DATA SUPPLIED:
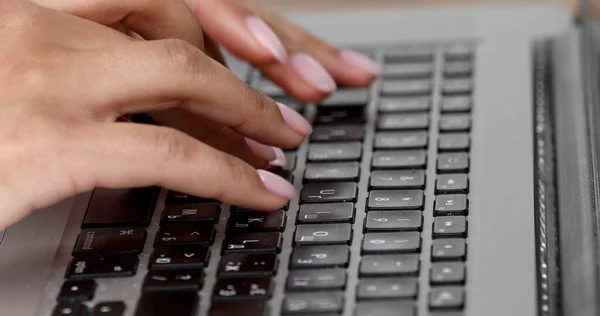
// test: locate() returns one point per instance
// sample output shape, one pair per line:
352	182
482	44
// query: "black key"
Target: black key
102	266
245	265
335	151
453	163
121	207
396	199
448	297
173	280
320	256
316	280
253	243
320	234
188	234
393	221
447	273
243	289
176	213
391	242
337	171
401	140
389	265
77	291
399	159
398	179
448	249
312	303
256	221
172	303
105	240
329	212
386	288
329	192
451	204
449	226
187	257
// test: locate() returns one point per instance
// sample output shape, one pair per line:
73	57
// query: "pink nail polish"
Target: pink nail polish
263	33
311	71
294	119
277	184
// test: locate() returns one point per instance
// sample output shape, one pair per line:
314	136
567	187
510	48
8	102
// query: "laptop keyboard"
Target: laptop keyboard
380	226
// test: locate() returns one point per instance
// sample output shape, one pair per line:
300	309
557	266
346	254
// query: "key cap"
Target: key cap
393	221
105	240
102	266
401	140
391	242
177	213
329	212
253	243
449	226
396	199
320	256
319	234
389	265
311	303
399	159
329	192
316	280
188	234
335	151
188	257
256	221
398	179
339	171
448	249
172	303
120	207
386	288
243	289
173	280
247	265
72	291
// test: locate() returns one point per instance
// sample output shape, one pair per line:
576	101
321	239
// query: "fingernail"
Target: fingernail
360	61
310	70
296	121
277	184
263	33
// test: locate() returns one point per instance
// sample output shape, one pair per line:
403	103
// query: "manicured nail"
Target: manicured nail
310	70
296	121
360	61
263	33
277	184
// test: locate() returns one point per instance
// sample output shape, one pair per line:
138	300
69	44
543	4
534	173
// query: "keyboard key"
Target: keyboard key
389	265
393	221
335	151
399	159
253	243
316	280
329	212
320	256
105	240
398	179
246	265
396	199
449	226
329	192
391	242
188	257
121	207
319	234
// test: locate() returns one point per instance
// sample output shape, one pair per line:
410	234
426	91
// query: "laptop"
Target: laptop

==

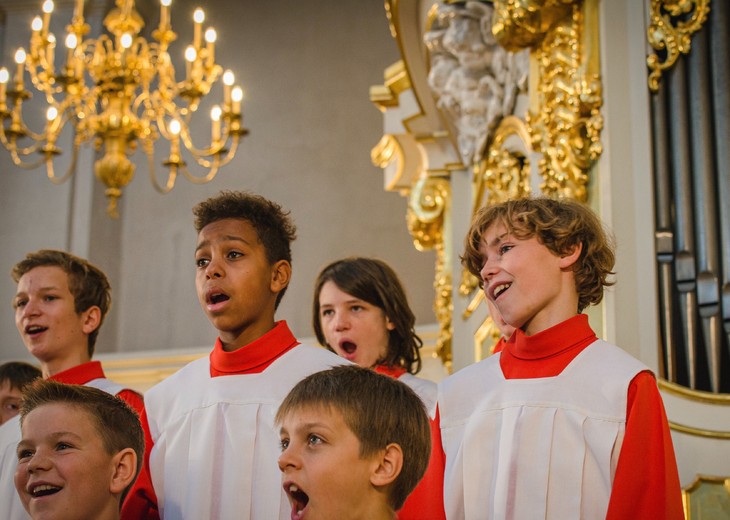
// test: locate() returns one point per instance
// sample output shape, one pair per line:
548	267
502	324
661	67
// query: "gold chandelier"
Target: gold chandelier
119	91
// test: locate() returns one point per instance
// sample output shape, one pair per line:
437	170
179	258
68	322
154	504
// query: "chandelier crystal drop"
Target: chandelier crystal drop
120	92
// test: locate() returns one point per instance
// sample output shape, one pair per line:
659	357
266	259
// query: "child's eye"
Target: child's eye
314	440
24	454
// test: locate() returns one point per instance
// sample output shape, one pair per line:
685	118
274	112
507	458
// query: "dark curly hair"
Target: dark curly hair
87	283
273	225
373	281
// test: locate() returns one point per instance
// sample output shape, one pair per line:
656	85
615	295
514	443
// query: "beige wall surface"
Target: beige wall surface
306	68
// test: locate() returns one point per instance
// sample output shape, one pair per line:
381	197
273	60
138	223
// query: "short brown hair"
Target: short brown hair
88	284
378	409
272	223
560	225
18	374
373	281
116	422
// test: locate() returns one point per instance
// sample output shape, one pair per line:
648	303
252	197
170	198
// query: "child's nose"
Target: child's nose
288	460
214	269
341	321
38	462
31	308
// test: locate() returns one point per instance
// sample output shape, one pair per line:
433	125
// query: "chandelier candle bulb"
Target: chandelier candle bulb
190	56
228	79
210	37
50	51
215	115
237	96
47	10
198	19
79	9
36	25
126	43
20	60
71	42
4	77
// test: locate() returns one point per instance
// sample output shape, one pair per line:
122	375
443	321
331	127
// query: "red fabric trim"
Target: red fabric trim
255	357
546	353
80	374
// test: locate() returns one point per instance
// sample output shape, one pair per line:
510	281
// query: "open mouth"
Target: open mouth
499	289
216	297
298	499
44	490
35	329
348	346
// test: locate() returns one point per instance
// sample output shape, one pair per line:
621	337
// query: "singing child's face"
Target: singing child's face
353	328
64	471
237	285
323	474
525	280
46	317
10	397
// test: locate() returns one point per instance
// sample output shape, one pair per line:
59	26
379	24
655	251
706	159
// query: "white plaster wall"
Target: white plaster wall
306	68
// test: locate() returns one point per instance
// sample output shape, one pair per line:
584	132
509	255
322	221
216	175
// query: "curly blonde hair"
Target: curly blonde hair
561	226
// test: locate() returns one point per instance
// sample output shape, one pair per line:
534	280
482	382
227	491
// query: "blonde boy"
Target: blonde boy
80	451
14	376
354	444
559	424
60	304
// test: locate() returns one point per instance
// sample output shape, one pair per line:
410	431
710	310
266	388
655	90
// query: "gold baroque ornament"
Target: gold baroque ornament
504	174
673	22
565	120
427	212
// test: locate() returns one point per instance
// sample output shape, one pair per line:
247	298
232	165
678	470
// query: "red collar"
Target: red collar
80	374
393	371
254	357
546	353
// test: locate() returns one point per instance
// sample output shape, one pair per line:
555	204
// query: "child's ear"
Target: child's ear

* * *

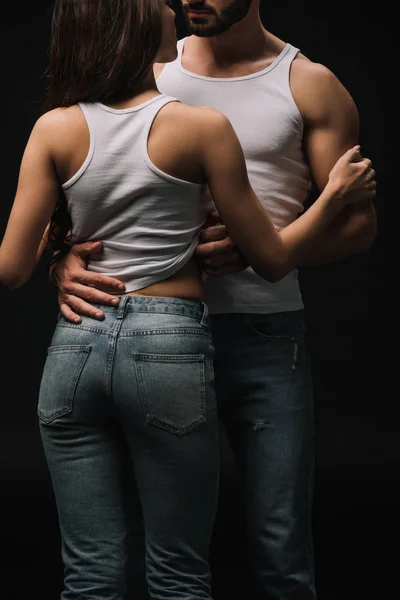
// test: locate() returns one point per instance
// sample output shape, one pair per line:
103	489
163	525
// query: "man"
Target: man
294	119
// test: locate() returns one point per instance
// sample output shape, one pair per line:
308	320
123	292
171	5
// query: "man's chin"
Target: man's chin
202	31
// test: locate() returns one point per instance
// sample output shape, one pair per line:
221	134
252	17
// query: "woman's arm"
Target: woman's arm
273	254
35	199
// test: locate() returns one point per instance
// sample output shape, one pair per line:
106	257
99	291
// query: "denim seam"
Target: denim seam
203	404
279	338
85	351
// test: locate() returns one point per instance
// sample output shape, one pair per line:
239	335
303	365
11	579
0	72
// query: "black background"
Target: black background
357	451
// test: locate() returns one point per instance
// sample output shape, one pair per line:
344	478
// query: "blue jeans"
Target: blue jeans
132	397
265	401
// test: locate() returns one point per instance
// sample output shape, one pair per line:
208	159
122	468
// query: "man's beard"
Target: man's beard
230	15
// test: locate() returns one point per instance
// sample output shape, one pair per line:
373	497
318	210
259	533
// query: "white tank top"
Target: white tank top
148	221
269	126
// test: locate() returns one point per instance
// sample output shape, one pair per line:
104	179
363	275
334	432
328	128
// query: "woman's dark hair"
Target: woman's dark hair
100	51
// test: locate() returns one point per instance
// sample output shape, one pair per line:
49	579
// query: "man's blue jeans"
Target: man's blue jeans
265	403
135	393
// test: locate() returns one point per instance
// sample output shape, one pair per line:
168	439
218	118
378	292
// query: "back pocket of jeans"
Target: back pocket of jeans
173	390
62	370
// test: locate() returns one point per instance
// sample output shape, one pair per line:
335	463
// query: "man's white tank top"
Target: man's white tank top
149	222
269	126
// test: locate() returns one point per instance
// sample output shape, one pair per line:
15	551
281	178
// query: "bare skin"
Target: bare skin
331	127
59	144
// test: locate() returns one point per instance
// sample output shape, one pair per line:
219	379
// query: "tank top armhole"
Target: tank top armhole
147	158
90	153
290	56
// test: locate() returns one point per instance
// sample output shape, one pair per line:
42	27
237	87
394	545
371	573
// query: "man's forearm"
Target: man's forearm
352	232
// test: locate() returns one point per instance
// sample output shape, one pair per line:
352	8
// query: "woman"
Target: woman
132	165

EXERCISE TASK: Find each line in the rows above that contains the word "wall" and reproduce every such line in full.

THE OUTPUT:
// query: "beige wall surface"
Target: beige wall surface
// query: "white plaster wall"
Target: white plaster wall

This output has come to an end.